- DESCRIPTION OF THE TASK: From the records, return each line that has the word "prohibition" in it.

Referring expression data
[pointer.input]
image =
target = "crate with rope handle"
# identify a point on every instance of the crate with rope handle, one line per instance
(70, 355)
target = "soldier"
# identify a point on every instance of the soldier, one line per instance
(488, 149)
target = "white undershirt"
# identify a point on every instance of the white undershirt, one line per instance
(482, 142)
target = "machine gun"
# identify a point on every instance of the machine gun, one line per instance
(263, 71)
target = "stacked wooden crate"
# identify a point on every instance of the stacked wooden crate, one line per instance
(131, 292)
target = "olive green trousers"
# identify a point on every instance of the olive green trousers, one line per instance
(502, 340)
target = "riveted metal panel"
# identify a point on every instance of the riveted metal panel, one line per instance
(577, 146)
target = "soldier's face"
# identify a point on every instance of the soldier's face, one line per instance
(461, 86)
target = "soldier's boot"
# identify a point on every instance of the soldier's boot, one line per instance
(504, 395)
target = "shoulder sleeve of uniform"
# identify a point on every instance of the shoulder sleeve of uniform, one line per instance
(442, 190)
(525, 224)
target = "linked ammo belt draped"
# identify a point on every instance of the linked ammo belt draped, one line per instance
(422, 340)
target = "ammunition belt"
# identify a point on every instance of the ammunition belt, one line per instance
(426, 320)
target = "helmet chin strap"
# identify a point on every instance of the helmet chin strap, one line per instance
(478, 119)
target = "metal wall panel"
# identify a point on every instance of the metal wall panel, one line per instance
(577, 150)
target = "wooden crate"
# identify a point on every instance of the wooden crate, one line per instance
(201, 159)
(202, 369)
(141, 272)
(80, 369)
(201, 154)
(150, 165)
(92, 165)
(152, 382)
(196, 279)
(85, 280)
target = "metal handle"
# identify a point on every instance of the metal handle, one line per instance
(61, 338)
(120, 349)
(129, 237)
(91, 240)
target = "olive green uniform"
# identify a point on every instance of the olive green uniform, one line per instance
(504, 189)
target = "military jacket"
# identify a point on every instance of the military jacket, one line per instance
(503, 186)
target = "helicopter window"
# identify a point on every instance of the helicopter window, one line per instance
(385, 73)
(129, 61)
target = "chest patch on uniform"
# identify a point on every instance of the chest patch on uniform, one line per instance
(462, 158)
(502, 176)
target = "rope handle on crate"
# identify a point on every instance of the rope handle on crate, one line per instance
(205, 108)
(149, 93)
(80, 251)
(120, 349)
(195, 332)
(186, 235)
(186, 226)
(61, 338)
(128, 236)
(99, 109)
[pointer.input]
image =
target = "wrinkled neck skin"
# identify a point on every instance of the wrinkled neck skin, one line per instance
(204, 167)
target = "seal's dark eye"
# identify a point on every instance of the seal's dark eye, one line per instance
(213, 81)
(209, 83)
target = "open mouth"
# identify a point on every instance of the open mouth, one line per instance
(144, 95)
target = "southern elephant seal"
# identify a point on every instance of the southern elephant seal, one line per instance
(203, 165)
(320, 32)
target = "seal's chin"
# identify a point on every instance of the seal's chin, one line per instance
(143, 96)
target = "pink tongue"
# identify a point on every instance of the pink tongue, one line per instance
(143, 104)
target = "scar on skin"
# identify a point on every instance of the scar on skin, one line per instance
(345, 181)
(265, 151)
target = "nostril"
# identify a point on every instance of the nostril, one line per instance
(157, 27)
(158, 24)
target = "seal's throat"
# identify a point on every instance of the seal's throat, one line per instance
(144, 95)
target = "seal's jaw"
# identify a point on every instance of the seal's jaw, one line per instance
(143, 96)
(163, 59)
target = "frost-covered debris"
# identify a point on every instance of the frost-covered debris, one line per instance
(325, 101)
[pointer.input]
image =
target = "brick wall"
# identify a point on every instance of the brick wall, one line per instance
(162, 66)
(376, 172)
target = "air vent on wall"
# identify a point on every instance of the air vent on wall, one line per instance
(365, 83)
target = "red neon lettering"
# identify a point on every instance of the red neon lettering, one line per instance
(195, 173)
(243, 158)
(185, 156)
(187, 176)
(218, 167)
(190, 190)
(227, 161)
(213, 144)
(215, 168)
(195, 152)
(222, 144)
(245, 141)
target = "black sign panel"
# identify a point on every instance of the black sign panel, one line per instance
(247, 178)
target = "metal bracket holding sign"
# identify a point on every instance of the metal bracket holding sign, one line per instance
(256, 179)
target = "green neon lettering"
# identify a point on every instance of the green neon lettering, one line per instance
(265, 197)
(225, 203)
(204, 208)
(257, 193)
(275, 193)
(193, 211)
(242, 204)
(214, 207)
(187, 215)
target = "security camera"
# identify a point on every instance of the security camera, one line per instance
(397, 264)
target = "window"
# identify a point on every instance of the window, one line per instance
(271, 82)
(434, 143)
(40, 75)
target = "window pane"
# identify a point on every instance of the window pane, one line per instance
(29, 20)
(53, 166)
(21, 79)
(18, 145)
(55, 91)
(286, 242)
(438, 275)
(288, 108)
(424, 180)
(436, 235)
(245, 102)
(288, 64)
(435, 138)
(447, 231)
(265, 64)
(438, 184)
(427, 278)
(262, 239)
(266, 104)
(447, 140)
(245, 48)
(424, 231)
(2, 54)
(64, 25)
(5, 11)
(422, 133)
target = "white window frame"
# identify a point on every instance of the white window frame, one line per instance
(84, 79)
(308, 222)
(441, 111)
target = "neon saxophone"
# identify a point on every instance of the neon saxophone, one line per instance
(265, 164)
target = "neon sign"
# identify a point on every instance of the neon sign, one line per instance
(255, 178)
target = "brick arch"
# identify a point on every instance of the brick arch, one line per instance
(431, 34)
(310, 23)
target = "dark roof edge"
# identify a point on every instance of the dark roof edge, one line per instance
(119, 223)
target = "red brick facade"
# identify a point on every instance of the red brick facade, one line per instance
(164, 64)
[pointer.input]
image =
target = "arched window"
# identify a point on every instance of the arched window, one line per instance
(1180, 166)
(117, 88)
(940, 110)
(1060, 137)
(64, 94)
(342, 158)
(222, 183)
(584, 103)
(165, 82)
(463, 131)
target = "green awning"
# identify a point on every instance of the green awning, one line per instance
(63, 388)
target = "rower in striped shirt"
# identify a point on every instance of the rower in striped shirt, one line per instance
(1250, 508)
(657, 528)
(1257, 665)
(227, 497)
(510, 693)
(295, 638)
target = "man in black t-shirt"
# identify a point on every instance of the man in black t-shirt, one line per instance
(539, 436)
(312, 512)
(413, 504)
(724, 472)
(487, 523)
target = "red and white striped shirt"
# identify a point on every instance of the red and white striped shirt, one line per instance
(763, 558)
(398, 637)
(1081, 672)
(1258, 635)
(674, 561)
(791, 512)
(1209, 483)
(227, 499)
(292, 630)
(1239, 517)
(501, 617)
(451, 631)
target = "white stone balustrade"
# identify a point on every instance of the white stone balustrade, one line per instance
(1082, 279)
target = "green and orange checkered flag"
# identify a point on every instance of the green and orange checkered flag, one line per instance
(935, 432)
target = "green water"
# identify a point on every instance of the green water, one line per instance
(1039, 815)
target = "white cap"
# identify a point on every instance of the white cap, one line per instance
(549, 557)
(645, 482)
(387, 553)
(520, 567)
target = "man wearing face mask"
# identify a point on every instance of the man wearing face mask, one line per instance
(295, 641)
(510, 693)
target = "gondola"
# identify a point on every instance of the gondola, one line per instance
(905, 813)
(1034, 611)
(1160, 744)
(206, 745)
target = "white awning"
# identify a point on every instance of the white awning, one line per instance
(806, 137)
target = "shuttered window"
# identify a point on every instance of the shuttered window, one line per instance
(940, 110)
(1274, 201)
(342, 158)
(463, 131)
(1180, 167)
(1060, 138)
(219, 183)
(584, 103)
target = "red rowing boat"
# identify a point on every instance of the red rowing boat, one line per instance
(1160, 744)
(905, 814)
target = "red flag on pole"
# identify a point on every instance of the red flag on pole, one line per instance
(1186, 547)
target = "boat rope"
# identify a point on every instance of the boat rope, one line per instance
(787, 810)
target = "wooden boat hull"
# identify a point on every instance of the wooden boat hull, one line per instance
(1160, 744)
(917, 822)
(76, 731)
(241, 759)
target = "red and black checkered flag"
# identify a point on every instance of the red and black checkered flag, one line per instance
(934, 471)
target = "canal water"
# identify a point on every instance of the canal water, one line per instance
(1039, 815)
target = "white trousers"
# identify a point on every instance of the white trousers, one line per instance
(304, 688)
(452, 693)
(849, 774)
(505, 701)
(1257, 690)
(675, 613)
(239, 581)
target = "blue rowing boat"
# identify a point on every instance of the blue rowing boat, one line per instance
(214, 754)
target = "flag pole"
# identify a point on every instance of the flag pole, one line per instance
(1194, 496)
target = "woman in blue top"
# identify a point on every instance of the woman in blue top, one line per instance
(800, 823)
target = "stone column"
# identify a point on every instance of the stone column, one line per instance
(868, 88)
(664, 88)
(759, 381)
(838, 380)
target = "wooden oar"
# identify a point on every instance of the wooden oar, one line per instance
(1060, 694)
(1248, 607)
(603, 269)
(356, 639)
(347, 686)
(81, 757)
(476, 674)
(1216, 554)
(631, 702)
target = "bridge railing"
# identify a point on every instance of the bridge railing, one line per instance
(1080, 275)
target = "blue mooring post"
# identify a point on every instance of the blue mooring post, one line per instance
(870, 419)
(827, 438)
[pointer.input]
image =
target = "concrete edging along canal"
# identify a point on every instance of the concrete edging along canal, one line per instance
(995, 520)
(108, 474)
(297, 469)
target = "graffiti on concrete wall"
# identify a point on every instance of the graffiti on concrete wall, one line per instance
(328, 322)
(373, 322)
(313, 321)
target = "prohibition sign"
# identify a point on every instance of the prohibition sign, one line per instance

- TASK SOLUTION:
target = "prohibition sign"
# identify a point on every instance of the prohibition sign, one line per instance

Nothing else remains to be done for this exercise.